• [GIVEN PROBLEM]:
Which lines in the material below contain the string "ball"? List every such line in full.
--- --- ---
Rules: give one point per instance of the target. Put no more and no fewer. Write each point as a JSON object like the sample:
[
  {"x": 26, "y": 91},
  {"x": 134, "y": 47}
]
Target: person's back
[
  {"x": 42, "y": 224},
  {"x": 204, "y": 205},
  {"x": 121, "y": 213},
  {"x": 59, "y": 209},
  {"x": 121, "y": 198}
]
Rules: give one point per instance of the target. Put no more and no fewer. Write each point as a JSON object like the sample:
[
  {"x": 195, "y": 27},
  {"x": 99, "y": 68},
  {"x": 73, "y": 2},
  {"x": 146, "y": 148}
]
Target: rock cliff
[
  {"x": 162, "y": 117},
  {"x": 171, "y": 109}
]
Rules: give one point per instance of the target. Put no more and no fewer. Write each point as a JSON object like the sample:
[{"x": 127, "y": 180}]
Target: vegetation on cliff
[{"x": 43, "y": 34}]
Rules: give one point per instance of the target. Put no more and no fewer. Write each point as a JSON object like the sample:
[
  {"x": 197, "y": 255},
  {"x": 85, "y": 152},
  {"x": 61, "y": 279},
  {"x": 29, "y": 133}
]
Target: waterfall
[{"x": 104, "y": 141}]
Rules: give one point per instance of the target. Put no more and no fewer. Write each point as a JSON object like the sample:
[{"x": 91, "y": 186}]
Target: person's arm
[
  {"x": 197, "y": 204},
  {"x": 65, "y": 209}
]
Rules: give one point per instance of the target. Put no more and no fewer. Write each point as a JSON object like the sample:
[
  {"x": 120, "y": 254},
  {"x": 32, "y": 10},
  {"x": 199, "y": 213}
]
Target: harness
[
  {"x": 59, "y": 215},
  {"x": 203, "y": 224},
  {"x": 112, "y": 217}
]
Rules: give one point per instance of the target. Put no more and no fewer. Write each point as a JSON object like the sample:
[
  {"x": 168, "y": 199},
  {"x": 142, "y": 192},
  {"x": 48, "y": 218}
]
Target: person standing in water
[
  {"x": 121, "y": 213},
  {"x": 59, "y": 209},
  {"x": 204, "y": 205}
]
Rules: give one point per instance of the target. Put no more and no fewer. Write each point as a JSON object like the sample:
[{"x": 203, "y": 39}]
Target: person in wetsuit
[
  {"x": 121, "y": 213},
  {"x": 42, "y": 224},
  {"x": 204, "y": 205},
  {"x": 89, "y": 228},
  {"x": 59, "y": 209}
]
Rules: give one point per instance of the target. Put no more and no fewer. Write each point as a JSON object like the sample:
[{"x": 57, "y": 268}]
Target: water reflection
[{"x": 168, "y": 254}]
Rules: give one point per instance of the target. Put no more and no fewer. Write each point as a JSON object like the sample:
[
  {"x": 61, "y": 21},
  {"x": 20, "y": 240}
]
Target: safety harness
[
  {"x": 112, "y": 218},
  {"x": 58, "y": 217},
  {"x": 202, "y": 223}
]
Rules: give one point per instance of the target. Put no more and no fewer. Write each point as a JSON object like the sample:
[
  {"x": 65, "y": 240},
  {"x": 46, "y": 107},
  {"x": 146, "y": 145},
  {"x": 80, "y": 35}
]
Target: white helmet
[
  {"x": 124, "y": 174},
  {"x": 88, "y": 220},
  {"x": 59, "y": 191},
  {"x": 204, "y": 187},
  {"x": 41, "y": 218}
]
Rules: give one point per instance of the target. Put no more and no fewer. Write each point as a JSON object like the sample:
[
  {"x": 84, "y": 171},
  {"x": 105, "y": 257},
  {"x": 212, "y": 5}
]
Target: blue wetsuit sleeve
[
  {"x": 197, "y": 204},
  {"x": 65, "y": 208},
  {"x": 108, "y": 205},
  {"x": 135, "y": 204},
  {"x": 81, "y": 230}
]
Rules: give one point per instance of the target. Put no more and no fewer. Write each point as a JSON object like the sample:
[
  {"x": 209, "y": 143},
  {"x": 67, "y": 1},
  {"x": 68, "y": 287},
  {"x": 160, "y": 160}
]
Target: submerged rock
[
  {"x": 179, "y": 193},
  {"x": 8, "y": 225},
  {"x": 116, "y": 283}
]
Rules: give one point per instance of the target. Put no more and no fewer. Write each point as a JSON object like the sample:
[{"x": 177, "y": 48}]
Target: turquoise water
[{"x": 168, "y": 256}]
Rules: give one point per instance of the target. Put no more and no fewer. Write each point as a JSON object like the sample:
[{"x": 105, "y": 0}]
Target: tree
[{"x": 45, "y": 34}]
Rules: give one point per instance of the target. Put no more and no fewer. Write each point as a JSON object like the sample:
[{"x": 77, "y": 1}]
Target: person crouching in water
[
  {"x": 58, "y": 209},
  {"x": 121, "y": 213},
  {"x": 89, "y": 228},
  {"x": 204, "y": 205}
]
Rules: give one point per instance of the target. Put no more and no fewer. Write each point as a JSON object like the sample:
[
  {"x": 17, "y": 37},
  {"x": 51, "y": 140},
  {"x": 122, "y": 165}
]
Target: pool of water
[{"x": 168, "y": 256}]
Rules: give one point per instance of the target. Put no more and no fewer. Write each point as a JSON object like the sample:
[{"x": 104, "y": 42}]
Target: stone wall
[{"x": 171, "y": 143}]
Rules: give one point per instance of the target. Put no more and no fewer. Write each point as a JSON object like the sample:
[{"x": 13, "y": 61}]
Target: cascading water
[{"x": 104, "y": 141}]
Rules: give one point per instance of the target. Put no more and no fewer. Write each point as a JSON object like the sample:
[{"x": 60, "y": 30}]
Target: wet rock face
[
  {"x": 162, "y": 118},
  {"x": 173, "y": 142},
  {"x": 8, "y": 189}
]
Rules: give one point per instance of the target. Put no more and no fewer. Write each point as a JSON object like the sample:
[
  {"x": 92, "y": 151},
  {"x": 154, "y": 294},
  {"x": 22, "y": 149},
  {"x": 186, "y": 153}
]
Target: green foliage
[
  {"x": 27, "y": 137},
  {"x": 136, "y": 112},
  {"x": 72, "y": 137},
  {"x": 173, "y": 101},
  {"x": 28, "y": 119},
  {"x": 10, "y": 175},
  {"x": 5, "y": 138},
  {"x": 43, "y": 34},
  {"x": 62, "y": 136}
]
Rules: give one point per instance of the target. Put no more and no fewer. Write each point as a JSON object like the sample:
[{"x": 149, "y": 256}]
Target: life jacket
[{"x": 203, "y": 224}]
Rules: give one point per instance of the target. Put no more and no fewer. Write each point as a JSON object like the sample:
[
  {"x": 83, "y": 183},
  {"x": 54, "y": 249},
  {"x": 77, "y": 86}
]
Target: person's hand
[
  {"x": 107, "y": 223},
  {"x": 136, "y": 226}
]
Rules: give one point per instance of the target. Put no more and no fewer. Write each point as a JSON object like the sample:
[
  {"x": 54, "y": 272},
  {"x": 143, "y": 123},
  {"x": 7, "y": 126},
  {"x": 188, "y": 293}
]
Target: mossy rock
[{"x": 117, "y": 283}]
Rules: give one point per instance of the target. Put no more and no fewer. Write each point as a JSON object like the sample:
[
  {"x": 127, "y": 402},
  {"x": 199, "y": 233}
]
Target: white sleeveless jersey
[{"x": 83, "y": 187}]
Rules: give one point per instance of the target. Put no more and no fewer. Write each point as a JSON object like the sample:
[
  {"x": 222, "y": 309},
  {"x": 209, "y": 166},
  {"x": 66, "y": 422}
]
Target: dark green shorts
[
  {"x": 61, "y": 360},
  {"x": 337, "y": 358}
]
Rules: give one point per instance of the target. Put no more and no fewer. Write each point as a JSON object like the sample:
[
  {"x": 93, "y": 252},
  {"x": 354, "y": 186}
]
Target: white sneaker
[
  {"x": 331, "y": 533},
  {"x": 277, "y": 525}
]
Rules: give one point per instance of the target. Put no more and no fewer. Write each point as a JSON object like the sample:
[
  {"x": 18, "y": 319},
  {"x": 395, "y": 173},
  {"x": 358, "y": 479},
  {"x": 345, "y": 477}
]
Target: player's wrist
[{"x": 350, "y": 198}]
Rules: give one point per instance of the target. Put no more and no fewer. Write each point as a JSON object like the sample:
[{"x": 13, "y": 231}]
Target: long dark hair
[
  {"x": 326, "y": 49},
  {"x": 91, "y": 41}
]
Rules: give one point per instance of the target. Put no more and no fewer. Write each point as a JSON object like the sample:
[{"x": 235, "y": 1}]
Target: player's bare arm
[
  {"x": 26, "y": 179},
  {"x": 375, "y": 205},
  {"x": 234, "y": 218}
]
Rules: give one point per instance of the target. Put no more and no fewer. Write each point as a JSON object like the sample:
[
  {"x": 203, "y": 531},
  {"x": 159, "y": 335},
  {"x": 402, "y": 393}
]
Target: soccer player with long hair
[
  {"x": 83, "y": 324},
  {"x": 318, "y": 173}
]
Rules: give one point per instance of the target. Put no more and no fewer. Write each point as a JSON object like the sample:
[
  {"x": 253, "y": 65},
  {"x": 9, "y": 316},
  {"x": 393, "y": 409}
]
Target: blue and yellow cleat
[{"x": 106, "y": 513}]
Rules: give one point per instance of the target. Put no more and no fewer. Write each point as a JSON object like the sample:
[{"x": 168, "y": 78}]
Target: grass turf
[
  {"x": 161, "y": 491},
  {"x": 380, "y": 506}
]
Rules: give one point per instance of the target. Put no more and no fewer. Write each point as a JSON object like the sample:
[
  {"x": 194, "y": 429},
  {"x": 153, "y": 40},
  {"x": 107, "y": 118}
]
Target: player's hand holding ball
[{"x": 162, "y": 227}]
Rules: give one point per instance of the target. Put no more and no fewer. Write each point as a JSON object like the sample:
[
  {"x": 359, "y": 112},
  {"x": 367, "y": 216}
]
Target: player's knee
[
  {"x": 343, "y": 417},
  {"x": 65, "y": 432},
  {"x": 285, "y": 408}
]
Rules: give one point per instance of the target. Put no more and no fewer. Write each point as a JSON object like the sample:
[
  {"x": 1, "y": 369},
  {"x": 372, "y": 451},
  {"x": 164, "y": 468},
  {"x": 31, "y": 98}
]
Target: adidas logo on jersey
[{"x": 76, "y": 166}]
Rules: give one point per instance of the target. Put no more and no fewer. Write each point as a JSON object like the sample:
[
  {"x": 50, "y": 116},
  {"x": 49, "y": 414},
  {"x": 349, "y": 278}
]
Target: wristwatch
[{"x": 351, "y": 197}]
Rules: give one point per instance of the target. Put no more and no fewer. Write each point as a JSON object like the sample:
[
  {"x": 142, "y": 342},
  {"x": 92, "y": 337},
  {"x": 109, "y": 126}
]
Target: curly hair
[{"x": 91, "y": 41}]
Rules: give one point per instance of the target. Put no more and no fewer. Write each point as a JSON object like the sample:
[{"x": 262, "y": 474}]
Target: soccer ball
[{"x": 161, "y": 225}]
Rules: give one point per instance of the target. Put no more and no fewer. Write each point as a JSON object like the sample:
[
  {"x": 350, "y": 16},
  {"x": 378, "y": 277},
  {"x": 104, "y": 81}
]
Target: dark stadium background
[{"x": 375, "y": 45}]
--- --- ---
• [RESULT OF THIS EXERCISE]:
Target: player's hand holding ball
Target: soccer ball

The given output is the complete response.